Quoted passage ::
-- Opening Marker --

Fixed rate mortgages the new normal for first-time homebuyers

New BMO housing market report shows new buyers are also tapping family for financial help in buying a home

Fixed rate mortgages the new normal for first-time homebuyers
Steve Randall

The economic impact of the pandemic has cemented decisions to choose fixed-rate mortgages for Canada’s first-time homebuyers.

According to a new report from BMO, 57% of those planning to buy their first home will lock-in a rate rather than opt for a variable rate, despite the current low interest rates.

These buyers, keen to enter the growing housing market, appear to be looking long term and perhaps expecting the Bank of Canada to hike the base rate once the economy has recovered; 55% believe buying with a fixed-rate mortgage now will save them money over the term of the loan.

The poll, conducted by Pollara, reveals that 56% will be seeking financial assistance from family to buy a home with nearly a quarter looking for between $10,000 and $50,000. On average, these first-time buyers are looking for more than $44,500 in assistance.

Changing needs
A separate survey by TD shows that the pandemic is driving change in the requirements of Canadian homeowners.

With people spending more time at home, including working from home, many intend to make improvements. Almost one quarter of respondents say their homes are not designed for regular home-working.

Just 3% of respondents have bought a new house, vacation home or property since the pandemic hit but more than 1 in 10 expressed an intention to buy in the future as a result of the pandemic.

More than one third said they have completed significant home renovations or repairs to accommodate their new home-centric lifestyle, or they plan to.

The pandemic has also accelerated plans of those in romantic relationships to move in together (28%); make significant household purchases (27%); buy a home together (19%) or get engaged or married (17%).

-- Closing Marker --

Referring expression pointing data

-- Opening Marker --

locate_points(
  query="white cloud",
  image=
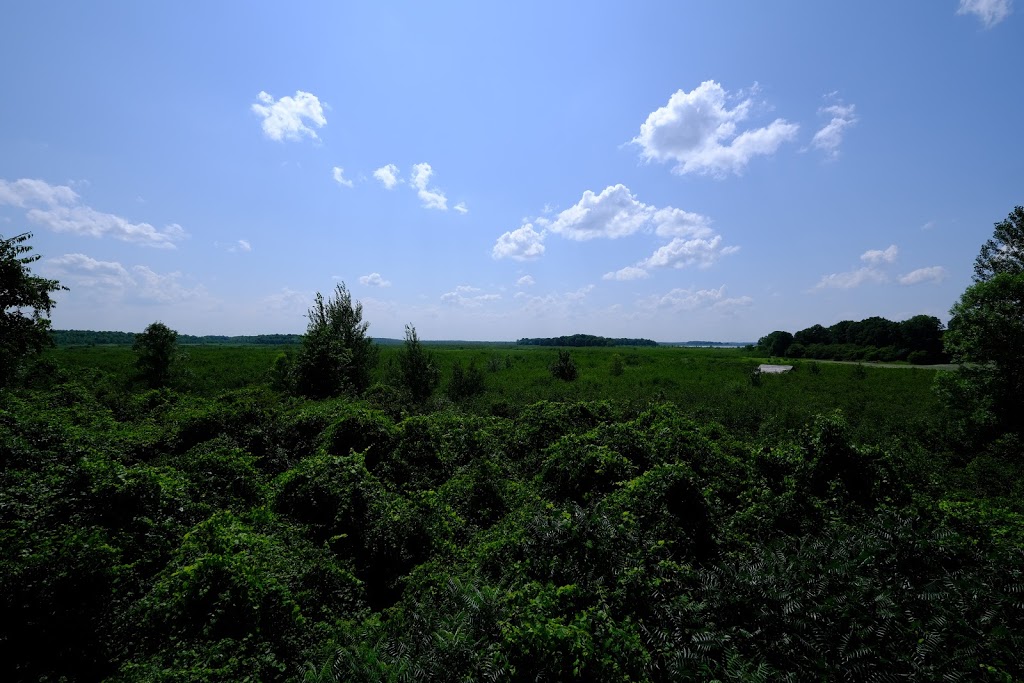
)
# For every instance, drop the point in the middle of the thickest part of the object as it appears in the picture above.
(58, 208)
(374, 280)
(679, 300)
(522, 244)
(140, 283)
(615, 212)
(431, 198)
(388, 175)
(86, 271)
(564, 305)
(829, 137)
(989, 12)
(876, 256)
(165, 288)
(87, 221)
(934, 274)
(285, 119)
(672, 222)
(458, 298)
(29, 191)
(288, 300)
(338, 173)
(681, 253)
(852, 279)
(629, 272)
(698, 132)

-- Closing Marker --

Exercise instructions ::
1. Summarize the article on fixed-rate mortgages for first-time homebuyers in two sentences.
2. In the article on fixed-rate mortgages, rewrite everything from "According to a" down to "more than $44,500 in assistance.", changing "hike" to "raise".
3. According to the article on fixed-rate mortgages, how much assistance are first-time buyers looking for on average?

Answers to the tasks ::
1. A BMO report finds that 57% of Canadians planning to buy their first home will lock in a fixed rate despite current low interest rates, and 56% will seek financial assistance from family to buy a home. A separate TD survey shows the pandemic is changing the requirements of Canadian homeowners, with more than one third having completed or planning significant home renovations or repairs.

2.
According to a new report from BMO, 57% of those planning to buy their first home will lock-in a rate rather than opt for a variable rate, despite the current low interest rates.

These buyers, keen to enter the growing housing market, appear to be looking long term and perhaps expecting the Bank of Canada to raise the base rate once the economy has recovered; 55% believe buying with a fixed-rate mortgage now will save them money over the term of the loan.

The poll, conducted by Pollara, reveals that 56% will be seeking financial assistance from family to buy a home with nearly a quarter looking for between $10,000 and $50,000. On average, these first-time buyers are looking for more than $44,500 in assistance.

3. More than $44,500.